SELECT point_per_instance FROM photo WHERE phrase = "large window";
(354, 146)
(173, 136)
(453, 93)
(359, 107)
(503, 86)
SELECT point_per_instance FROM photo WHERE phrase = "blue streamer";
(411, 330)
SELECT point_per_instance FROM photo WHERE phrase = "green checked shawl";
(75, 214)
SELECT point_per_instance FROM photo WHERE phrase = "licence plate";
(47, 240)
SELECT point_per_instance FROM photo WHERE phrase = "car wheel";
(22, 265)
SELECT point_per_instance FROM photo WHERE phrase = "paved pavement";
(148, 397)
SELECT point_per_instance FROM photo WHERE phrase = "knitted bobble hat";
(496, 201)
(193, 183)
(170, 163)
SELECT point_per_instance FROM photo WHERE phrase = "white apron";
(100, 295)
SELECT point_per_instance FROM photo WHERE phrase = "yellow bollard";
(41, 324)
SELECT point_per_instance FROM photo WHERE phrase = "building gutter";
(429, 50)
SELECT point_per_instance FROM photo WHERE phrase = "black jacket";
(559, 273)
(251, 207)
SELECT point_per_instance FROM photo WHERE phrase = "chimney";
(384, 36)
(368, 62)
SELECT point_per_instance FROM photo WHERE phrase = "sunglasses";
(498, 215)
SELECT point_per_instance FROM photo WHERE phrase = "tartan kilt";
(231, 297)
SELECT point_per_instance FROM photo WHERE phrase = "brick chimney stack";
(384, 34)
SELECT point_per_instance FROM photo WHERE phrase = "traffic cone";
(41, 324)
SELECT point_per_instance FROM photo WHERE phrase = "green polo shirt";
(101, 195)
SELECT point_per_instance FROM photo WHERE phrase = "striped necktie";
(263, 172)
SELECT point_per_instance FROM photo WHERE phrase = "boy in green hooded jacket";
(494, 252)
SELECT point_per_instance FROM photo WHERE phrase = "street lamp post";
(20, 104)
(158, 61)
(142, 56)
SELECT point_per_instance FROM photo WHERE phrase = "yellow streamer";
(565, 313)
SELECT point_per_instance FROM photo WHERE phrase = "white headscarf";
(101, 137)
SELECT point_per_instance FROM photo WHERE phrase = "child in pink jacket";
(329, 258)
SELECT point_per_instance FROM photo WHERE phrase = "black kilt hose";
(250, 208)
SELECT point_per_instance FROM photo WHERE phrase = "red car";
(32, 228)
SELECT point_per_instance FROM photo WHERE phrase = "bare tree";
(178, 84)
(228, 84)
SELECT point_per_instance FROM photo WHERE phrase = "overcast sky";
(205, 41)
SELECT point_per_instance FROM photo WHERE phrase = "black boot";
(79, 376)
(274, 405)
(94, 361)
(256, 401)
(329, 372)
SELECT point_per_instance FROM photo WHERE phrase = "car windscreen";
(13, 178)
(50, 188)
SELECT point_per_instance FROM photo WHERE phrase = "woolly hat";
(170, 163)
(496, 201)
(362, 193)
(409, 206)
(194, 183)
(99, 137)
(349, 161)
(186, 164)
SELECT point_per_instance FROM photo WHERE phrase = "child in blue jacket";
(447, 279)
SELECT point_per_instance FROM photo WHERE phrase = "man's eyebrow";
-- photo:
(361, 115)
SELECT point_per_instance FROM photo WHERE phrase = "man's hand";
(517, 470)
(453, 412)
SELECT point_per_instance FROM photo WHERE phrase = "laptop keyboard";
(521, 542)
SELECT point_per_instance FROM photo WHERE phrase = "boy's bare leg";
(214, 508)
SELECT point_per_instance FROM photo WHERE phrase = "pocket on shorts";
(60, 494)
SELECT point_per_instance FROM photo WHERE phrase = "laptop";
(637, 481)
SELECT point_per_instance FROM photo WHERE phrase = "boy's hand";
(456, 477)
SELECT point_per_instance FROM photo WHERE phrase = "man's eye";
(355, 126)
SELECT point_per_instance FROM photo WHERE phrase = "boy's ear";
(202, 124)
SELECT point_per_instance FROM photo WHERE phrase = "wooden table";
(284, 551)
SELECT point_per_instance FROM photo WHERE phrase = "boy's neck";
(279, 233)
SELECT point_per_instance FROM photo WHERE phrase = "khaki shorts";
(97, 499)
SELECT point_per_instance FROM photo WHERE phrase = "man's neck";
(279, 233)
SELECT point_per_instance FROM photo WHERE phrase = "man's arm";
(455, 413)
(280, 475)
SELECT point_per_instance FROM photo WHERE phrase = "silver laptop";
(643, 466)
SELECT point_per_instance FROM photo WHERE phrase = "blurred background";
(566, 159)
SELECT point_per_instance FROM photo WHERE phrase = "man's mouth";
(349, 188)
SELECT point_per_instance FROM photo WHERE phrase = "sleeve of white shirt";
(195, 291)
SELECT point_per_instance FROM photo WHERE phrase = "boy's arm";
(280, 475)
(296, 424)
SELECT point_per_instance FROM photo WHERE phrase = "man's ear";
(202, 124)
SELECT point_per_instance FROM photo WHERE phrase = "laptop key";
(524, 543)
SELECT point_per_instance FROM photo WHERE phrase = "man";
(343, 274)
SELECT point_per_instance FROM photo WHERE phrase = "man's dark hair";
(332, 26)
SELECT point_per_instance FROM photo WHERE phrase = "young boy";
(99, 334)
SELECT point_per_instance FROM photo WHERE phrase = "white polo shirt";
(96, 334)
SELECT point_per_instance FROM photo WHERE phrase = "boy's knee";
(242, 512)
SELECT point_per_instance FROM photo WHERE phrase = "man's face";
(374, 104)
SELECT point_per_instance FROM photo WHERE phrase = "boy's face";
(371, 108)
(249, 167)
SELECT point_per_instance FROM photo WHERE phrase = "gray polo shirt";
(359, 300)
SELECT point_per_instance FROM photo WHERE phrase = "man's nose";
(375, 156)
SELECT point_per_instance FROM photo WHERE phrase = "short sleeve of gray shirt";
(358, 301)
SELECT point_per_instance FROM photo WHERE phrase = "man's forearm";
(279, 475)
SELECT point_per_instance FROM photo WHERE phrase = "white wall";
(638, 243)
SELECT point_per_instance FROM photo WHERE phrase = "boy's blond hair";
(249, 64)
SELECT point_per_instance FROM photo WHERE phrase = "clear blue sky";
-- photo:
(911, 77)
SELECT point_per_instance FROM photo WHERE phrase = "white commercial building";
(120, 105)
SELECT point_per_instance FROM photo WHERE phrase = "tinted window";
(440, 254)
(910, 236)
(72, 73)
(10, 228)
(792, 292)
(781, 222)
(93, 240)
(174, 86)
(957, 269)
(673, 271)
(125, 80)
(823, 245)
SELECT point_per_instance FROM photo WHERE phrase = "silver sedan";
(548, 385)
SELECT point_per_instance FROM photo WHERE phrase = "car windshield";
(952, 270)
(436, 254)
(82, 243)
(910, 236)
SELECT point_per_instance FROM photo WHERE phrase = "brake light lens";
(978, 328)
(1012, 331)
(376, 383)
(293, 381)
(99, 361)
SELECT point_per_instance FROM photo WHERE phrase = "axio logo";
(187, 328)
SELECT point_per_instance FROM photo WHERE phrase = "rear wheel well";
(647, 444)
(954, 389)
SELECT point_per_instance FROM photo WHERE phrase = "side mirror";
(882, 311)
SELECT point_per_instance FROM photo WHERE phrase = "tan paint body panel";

________________

Write the data from above out again, exactly.

SELECT point_per_instance FROM photo WHERE phrase = "large window";
(354, 146)
(173, 136)
(453, 93)
(359, 107)
(503, 86)
SELECT point_per_instance FROM photo WHERE phrase = "blue streamer";
(411, 330)
SELECT point_per_instance FROM photo WHERE phrase = "green checked shawl";
(75, 214)
SELECT point_per_instance FROM photo WHERE phrase = "licence plate";
(47, 240)
SELECT point_per_instance FROM photo WHERE phrase = "car wheel";
(22, 265)
SELECT point_per_instance FROM photo WHERE phrase = "paved pavement";
(148, 397)
SELECT point_per_instance FROM photo WHERE phrase = "knitted bobble hat";
(496, 201)
(193, 183)
(170, 163)
SELECT point_per_instance FROM photo WHERE phrase = "white apron";
(100, 295)
SELECT point_per_instance FROM photo WHERE phrase = "yellow bollard";
(41, 324)
SELECT point_per_instance FROM photo WHERE phrase = "building gutter";
(429, 50)
SELECT point_per_instance FROM photo WHERE phrase = "black jacket";
(559, 273)
(251, 207)
SELECT point_per_instance FROM photo WHERE phrase = "chimney";
(384, 36)
(368, 62)
SELECT point_per_instance FROM photo WHERE phrase = "sunglasses";
(498, 215)
SELECT point_per_instance FROM photo WHERE phrase = "tartan kilt";
(231, 297)
SELECT point_per_instance FROM photo WHERE phrase = "brick chimney stack";
(384, 34)
SELECT point_per_instance FROM photo WHERE phrase = "traffic cone";
(41, 324)
SELECT point_per_instance FROM photo WHERE phrase = "green polo shirt";
(101, 195)
SELECT point_per_instance FROM photo WHERE phrase = "striped necktie";
(263, 172)
SELECT point_per_instance FROM photo WHERE phrase = "boy in green hooded jacket";
(494, 252)
SELECT point_per_instance FROM photo WHERE phrase = "street lamp post";
(20, 104)
(158, 61)
(142, 56)
SELECT point_per_instance FROM photo WHERE phrase = "yellow streamer";
(565, 313)
SELECT point_per_instance FROM photo WHERE phrase = "white headscarf";
(101, 137)
SELECT point_per_instance FROM photo WHERE phrase = "child in pink jacket";
(329, 258)
SELECT point_per_instance FROM photo WHERE phrase = "black kilt hose";
(250, 208)
SELECT point_per_instance FROM photo WHERE phrase = "red car";
(32, 228)
SELECT point_per_instance FROM photo WHERE phrase = "bare tree";
(178, 84)
(228, 84)
SELECT point_per_instance FROM photo WHERE phrase = "overcast sky";
(205, 41)
SELECT point_per_instance FROM photo WHERE phrase = "black boot";
(79, 376)
(274, 405)
(94, 361)
(256, 401)
(329, 372)
SELECT point_per_instance FROM photo WHERE phrase = "car windscreen";
(13, 178)
(50, 188)
SELECT point_per_instance FROM photo WHERE phrase = "woolly hat";
(170, 163)
(496, 201)
(362, 193)
(409, 206)
(194, 183)
(99, 137)
(349, 161)
(186, 164)
SELECT point_per_instance FROM photo WHERE phrase = "child in blue jacket";
(447, 279)
SELECT point_per_instance FROM photo WHERE phrase = "man's eyebrow";
-- photo:
(361, 115)
SELECT point_per_instance FROM photo WHERE phrase = "man's hand";
(517, 470)
(453, 412)
SELECT point_per_instance FROM photo WHERE phrase = "laptop keyboard";
(521, 542)
SELECT point_per_instance FROM photo WHERE phrase = "boy's bare leg";
(214, 508)
SELECT point_per_instance FROM photo WHERE phrase = "pocket on shorts";
(60, 494)
SELECT point_per_instance FROM photo WHERE phrase = "laptop";
(637, 481)
SELECT point_per_instance FROM photo WHERE phrase = "boy's hand";
(456, 477)
SELECT point_per_instance FROM photo WHERE phrase = "man's eye";
(355, 126)
SELECT point_per_instance FROM photo WHERE phrase = "boy's ear";
(202, 124)
SELECT point_per_instance FROM photo WHERE phrase = "wooden table";
(284, 551)
SELECT point_per_instance FROM photo WHERE phrase = "boy's neck";
(279, 233)
SELECT point_per_instance FROM photo WHERE phrase = "khaki shorts";
(97, 499)
SELECT point_per_instance FROM photo WHERE phrase = "man's neck";
(279, 233)
SELECT point_per_instance FROM photo WHERE phrase = "man's arm";
(455, 413)
(280, 475)
SELECT point_per_instance FROM photo WHERE phrase = "silver laptop";
(643, 466)
SELECT point_per_instance FROM photo WHERE phrase = "blurred background";
(566, 159)
SELECT point_per_instance FROM photo WHERE phrase = "man's mouth";
(349, 188)
SELECT point_per_instance FROM photo WHERE phrase = "sleeve of white shirt";
(195, 291)
SELECT point_per_instance FROM photo WHERE phrase = "boy's arm";
(280, 475)
(296, 424)
SELECT point_per_instance FROM photo WHERE phrase = "man's ear";
(202, 124)
SELECT point_per_instance FROM photo WHERE phrase = "laptop key";
(524, 543)
SELECT point_per_instance FROM photo WHERE phrase = "man";
(343, 274)
SELECT point_per_instance FROM photo WHERE phrase = "man's dark hair";
(332, 26)
SELECT point_per_instance FROM photo WHERE phrase = "young boy";
(99, 334)
SELECT point_per_instance FROM photo WHERE phrase = "white polo shirt";
(96, 334)
SELECT point_per_instance FROM photo WHERE phrase = "boy's knee";
(242, 512)
SELECT point_per_instance FROM photo WHERE phrase = "man's face";
(374, 104)
SELECT point_per_instance FROM photo WHERE phrase = "boy's face";
(371, 108)
(249, 167)
SELECT point_per_instance FROM photo WHERE phrase = "gray polo shirt";
(359, 300)
SELECT point_per_instance FROM photo WHERE phrase = "man's nose";
(375, 156)
SELECT point_per_instance FROM photo WHERE phrase = "short sleeve of gray shirt";
(358, 301)
SELECT point_per_instance FROM photo WHERE phrase = "man's forearm";
(279, 475)
SELECT point_per_instance FROM photo WHERE phrase = "white wall";
(638, 243)
SELECT point_per_instance FROM photo WHERE phrase = "boy's blond hair";
(249, 64)
SELECT point_per_instance FROM photo WHERE phrase = "clear blue sky";
-- photo:
(911, 77)
SELECT point_per_instance FROM photo WHERE phrase = "white commercial building";
(120, 105)
SELECT point_per_instance FROM photo WHERE phrase = "tinted window";
(440, 254)
(910, 236)
(72, 73)
(10, 228)
(792, 292)
(781, 222)
(93, 240)
(174, 86)
(957, 269)
(673, 271)
(125, 80)
(823, 245)
SELECT point_per_instance FROM photo WHERE phrase = "silver sedan";
(548, 385)
SELECT point_per_instance FROM photo WHERE phrase = "car windshield";
(952, 270)
(436, 254)
(82, 243)
(910, 236)
SELECT point_per_instance FROM photo WHERE phrase = "brake light lens";
(978, 328)
(1012, 331)
(376, 383)
(293, 381)
(99, 361)
SELECT point_per_instance FROM photo WHERE phrase = "axio logo";
(187, 328)
SELECT point_per_instance FROM photo WHERE phrase = "rear wheel well";
(647, 444)
(954, 389)
SELECT point_per_instance FROM photo WHERE phrase = "side mirror";
(882, 311)
SELECT point_per_instance FROM photo WHERE phrase = "tan paint body panel";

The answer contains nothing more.